[DOCUMENT PASSAGE]:
────

While markets remain fixated with the debt ceiling debacle in America, I am more concerned with Europe. We’ve had just two days of gains in European sovereign bonds and already the yield blowout has resumed. Both short term and long term Italian bonds were under pressure overnight:
The same for Spain:
It was the same story for the other PIGS. Now, correct me if I’m wrong, but the Eurozone’s breakthrough agreement, which represented the first real serious attempt at a transfer union, mostly at the level of bank support, should be offering better results than this. So why not?
The first and most obvious reason for last night’s action was the response of the ratings agencies. From the FT:
The second bailout of Greece will weaken the credit ratings of Italy and Spain as well as resulting in a default for Athens, Moody’s said on Monday.
The US rating agency downgraded Greece by three notches to Ca, Moody’s next-to-lowest rating and one that implies the country is “very poor or in default”.
But it also warned that, in spite of reducing contagion in some ways, last week’s set of measures to shore up the eurozone could lead to downgrades of creditor countries not rated triple-A because of the precedent for future bail-outs.
“For creditors of such countries [Greece, Portugal and Ireland], the negatives will outweigh the positives and weigh on ratings in future,” Moody’s said.
… Moody’s said the second Greek bail-out announced last week was credit-neutral for Portugal and Ireland, the two other eurozone countries that have had international rescues, as well as for triple-A creditors such as Germany and France. But it would be “an additional negative to be taken into account” for non-triple-A creditors with big debt burdens or budget deficits, according to Alastair Wilson of Moody’s, hinting at Italy and Spain.

────

[SUPPLIED RECORDS]:
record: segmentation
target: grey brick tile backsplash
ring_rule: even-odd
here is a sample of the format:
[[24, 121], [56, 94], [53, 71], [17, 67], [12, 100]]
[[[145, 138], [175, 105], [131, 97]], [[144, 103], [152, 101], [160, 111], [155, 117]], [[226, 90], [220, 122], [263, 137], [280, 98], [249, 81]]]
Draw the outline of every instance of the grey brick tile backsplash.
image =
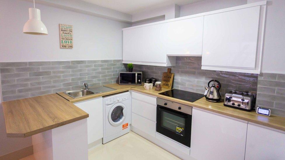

────

[TO BE DONE]:
1 - Answer these from the post on European bond yields:
(a) What rating did Moody's give Greece after downgrading it?
(b) By how many notches was Greece downgraded?
(c) Which person at Moody's is named near the end of the post?
2 - Write out the records again with "grey brick tile backsplash" swapped for "white subway tile backsplash" everywhere, and change nothing else. Leave the picture out.

[ANSWERS FOR THE EXERCISE]:
1 -
(a) Ca
(b) Three
(c) Alastair Wilson

2 -
record: segmentation
target: white subway tile backsplash
ring_rule: even-odd
here is a sample of the format:
[[24, 121], [56, 94], [53, 71], [17, 67], [12, 100]]
[[[145, 138], [175, 105], [131, 97]], [[144, 103], [152, 101], [160, 111], [155, 117]], [[226, 90], [220, 122], [263, 137], [280, 98], [249, 81]]]
Draw the outline of every instance of the white subway tile backsplash.
image =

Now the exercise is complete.